Challenge
Set down exactly the lines that run from the line with "find the treeline" to the end of the data, and nothing else.

=== Dataset excerpts ===

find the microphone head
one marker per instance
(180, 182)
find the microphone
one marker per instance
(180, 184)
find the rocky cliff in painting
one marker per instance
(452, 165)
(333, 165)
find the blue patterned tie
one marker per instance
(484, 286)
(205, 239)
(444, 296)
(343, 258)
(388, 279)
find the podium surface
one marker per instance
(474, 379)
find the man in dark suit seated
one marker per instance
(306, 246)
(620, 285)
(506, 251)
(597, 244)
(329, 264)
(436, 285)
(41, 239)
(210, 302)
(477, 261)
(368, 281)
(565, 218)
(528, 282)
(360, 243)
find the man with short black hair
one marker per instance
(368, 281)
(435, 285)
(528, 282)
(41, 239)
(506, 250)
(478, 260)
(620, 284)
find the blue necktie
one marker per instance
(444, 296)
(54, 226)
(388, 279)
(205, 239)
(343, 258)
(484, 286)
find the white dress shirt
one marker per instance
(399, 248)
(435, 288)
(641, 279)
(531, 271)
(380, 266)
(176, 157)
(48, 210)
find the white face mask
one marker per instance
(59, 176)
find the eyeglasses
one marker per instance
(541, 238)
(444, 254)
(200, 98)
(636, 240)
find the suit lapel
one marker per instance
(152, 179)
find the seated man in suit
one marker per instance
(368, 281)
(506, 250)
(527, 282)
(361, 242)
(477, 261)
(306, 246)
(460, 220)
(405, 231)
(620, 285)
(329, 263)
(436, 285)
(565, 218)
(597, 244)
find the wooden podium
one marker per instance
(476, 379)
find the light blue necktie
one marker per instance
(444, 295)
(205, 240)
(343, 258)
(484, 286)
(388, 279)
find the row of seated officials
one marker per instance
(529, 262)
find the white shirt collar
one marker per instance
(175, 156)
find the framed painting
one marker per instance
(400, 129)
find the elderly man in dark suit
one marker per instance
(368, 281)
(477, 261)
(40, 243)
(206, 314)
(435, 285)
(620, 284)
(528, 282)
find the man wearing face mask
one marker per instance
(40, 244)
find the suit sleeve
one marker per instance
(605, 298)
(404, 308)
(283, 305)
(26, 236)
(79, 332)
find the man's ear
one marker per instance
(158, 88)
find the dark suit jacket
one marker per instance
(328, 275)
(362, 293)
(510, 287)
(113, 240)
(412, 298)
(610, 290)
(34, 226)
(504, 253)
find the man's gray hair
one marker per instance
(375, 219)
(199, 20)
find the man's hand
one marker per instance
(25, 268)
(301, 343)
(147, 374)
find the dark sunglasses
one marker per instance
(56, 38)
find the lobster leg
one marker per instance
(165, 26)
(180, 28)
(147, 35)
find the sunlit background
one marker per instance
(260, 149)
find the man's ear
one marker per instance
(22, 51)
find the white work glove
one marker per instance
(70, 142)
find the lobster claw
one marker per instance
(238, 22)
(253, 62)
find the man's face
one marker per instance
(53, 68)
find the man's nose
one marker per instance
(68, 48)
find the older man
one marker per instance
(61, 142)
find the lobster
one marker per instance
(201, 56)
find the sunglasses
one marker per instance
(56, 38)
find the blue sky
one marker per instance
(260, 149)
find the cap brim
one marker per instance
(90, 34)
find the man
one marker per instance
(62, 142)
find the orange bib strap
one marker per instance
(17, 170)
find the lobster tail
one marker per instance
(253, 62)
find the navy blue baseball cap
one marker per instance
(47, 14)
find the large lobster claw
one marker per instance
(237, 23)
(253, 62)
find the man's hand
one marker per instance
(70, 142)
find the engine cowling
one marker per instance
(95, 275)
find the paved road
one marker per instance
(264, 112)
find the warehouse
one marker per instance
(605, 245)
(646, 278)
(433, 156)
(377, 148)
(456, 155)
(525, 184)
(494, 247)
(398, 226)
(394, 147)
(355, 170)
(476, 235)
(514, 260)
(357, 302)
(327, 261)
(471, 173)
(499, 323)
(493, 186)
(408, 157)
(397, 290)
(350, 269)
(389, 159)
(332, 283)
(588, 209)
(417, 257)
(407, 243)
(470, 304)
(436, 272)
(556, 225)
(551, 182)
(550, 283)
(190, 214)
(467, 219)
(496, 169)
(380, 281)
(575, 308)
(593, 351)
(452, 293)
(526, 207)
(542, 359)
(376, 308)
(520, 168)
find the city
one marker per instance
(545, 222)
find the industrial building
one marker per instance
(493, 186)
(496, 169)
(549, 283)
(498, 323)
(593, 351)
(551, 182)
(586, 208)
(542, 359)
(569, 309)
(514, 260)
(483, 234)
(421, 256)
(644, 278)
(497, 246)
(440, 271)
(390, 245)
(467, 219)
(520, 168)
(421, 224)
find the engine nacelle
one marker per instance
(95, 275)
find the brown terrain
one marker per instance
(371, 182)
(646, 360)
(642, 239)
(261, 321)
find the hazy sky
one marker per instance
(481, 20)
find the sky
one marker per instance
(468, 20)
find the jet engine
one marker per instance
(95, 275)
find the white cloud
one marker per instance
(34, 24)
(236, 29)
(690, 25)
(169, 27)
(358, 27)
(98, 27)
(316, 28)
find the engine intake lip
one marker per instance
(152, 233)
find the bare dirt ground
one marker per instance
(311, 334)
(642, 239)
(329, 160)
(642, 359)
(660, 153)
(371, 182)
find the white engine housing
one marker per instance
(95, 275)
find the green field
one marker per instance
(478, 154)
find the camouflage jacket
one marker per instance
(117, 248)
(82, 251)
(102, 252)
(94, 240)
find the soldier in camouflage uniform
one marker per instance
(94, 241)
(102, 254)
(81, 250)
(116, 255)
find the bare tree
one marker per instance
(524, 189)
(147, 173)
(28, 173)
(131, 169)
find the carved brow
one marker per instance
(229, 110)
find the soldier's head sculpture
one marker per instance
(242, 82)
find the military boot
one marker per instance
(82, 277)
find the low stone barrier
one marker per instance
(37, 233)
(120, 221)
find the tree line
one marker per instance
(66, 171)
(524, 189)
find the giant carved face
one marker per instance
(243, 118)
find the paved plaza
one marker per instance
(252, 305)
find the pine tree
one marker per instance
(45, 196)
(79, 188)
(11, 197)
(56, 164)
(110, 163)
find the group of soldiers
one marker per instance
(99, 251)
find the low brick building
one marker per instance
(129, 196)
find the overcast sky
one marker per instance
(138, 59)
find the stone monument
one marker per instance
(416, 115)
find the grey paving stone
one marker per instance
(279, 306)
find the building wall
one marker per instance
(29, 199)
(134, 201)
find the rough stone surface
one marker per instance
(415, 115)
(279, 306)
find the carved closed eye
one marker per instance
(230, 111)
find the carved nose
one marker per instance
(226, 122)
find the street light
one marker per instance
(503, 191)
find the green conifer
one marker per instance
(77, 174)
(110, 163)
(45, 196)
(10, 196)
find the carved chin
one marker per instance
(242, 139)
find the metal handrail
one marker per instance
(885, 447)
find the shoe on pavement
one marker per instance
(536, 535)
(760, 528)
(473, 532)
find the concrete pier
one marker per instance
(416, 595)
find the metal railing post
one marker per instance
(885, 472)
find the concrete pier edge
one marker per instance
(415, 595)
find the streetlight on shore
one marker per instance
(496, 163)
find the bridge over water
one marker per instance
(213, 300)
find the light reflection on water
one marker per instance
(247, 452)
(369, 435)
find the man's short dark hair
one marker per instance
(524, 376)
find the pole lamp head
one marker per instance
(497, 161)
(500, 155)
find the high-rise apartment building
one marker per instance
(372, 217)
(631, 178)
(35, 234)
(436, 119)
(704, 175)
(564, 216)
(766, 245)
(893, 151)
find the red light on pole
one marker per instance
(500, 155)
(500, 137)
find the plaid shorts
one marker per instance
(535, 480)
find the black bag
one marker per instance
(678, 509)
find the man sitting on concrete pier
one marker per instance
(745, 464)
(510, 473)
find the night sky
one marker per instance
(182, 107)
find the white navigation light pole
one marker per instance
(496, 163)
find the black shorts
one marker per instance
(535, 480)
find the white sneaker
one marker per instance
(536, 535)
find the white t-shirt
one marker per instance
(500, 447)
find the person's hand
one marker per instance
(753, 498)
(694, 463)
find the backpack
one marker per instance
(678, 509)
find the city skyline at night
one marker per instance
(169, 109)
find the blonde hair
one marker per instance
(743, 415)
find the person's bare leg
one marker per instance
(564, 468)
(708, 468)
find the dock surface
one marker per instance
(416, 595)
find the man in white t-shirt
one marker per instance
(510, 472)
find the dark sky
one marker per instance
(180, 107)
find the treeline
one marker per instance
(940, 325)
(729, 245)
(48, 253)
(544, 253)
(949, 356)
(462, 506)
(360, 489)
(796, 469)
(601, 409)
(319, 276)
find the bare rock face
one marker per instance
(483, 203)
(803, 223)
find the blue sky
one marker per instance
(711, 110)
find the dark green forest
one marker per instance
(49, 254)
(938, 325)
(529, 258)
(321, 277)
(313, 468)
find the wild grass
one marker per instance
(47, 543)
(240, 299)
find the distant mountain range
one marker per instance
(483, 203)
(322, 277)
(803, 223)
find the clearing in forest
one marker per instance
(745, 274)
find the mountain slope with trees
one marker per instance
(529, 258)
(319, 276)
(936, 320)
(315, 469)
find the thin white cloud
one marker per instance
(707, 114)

===

Response
find the treeline
one marker per instance
(940, 325)
(729, 245)
(48, 253)
(544, 253)
(949, 356)
(462, 506)
(360, 489)
(796, 469)
(601, 409)
(319, 276)
find the bare rock face
one marker per instance
(483, 203)
(803, 223)
find the blue sky
one marker per instance
(711, 110)
find the dark green forest
one marker per instance
(49, 254)
(938, 325)
(529, 258)
(321, 277)
(313, 468)
find the wild grass
one marker per instance
(47, 543)
(240, 299)
find the distant mountain range
one marker per instance
(483, 203)
(322, 277)
(803, 223)
find the clearing in forest
one marker per instance
(745, 274)
find the mountain slope with trees
one marker per instance
(529, 258)
(319, 276)
(936, 320)
(315, 469)
find the thin white cloud
one marker per instance
(707, 114)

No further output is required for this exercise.